===== Data to process

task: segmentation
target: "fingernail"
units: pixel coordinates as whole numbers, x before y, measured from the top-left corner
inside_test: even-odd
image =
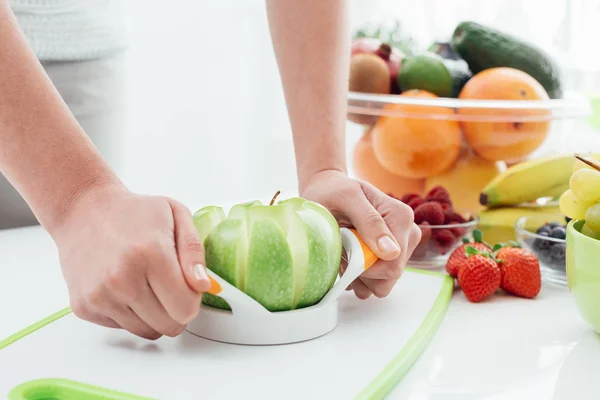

==========

Problem to solve -
Retype the listing above line for line, leaving the picture out.

Result of the task -
task: segmentation
target: "fingernail"
units: pixel coordinates as whole numbers, x before y, measured from the top-left corner
inside_test: even-odd
image =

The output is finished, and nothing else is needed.